[Stored data entries]

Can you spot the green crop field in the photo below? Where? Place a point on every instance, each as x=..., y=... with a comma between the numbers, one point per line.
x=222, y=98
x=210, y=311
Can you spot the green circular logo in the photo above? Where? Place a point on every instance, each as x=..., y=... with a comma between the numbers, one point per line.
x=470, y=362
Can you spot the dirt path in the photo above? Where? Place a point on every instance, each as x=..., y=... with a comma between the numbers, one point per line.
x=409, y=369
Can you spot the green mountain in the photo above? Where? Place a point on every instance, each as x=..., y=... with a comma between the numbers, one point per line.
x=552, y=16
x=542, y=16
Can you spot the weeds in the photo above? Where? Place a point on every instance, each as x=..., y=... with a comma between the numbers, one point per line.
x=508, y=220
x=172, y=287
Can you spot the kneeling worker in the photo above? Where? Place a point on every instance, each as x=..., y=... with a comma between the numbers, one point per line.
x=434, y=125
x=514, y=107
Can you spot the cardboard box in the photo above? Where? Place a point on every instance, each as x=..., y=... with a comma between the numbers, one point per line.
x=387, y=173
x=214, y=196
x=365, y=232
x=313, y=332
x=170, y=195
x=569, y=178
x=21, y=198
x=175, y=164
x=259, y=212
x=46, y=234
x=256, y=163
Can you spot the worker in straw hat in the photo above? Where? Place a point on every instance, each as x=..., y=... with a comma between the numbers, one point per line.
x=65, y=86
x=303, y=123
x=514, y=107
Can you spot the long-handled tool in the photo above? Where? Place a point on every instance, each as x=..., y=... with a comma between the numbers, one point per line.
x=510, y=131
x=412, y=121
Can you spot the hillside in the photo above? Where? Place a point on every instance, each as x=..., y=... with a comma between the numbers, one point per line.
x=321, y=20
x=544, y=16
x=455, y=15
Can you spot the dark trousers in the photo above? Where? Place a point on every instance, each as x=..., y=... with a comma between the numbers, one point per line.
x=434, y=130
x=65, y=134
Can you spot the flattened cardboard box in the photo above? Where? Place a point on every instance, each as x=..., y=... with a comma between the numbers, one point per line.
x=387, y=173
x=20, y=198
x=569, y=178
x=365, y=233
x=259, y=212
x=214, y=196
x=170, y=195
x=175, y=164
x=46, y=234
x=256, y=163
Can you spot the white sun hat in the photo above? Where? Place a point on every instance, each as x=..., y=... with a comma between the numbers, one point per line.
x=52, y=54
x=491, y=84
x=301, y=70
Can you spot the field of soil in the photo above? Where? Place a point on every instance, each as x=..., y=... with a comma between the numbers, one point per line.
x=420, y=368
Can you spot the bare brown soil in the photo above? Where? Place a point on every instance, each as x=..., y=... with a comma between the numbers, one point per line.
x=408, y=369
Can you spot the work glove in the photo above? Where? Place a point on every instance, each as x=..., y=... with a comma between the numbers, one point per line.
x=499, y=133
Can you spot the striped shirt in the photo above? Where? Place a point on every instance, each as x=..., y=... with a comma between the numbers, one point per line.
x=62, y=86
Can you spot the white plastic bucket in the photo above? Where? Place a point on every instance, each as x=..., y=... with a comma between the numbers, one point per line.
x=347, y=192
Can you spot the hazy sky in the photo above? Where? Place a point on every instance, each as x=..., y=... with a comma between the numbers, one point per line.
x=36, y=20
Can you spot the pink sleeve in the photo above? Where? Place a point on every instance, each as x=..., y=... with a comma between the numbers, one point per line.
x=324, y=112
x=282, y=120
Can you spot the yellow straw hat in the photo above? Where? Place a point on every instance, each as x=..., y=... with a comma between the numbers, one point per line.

**Task to carry out**
Transcribe the records in full, so that each line reads exactly as before.

**Result of the task**
Can you spot the green crop field in the photo below? Where? Place a point on every instance, each as x=..., y=... with a comma between the numbers, one point per line.
x=222, y=98
x=210, y=311
Can you spot the green circular logo in the photo above? Where? Place a point on every instance, each as x=..., y=... with a comma between the numbers, one point per line.
x=470, y=362
Can you spot the dirt path in the photo above? Where? Place a point on every instance, each as x=..., y=... with a comma between the numbers, one point per line.
x=409, y=369
Can you spot the green mountain in the photo above? Where? Place a point on every instance, each as x=..., y=... with a comma between the numbers, one point per line.
x=552, y=16
x=542, y=16
Can you spot the weeds in the photo above? Where? Place a point on every instance, each as x=..., y=... with a comma between the numbers, one point per line.
x=508, y=220
x=172, y=287
Can you spot the kneeling worker in the photo above? Where? Place a point on every instance, each as x=..., y=... with a comma between the numbers, one point per line.
x=434, y=125
x=514, y=107
Can you spot the cardboard box in the photo above? Where? Place a point on every instance, each as x=..., y=... with a comma between the numbers, one point per line.
x=387, y=173
x=214, y=196
x=365, y=232
x=313, y=332
x=170, y=195
x=569, y=178
x=21, y=198
x=175, y=164
x=259, y=212
x=46, y=234
x=256, y=163
Can you spot the worker in straw hat in the photo above? Where? Place a point on every instance, each as x=..., y=... with a comma between the numbers, one point per line.
x=65, y=86
x=303, y=123
x=514, y=107
Can you spot the long-handled tool in the photo above? Where? Place a point on every instance, each as x=..., y=... with a comma between the numbers, one point per line.
x=510, y=131
x=412, y=121
Can you spot the hillside in the photo above? Where? Place a point on every instance, each as x=..., y=... with a comma between the numbers, one point per line.
x=321, y=20
x=544, y=16
x=455, y=15
Can you spot the dark trousers in the photo above? Where? Place a point on every instance, each as x=..., y=... with a comma between the numbers, one point per line.
x=434, y=130
x=65, y=134
Can you spot the flattened cardboard box in the photo above? Where? Place a point on every instance, each as x=..., y=... with a comma between the numbers, one point per line.
x=387, y=173
x=20, y=198
x=569, y=178
x=365, y=233
x=259, y=212
x=214, y=196
x=170, y=195
x=175, y=164
x=46, y=234
x=256, y=163
Can you spot the white sun hat in the photo above? Where? Place a point on every instance, each as x=..., y=... with a comma between the numbers, one point per line.
x=52, y=54
x=491, y=84
x=301, y=70
Can you spot the field of soil in the photo above? Where? Place a point on every instance, each as x=..., y=... with a comma between the numbers, one point per line.
x=420, y=368
Can you spot the bare brown soil in the photo above? Where? Place a point on every instance, each as x=..., y=... with a comma between the numbers, one point per line.
x=408, y=369
Can you spot the work glove in the photo above? Where? Place a point on every instance, each as x=..., y=... with a comma between the numbers, one point per line.
x=499, y=133
Can you spot the striped shirt in the photo above? Where? Place a point on every instance, each as x=..., y=... with a comma between the numbers, one point per line.
x=62, y=86
Can you spot the white plastic bucket in the photo above? Where? Place a point on every instance, each as x=..., y=... with a comma between the numbers, one point per line.
x=347, y=192
Can you spot the hazy sky in the photo above? Where? Place a point on every instance, each as x=..., y=... with a comma between the numbers, one point per line.
x=36, y=20
Can you spot the pink sleeve in the photo above? Where? Place a point on every instance, each as x=..., y=... with a comma between the numbers, one point per line.
x=324, y=112
x=282, y=120
Can you spot the yellow straw hat in the photo above? Where? Place a point on every instance, each as x=..., y=... with a comma between the numbers, one point per line.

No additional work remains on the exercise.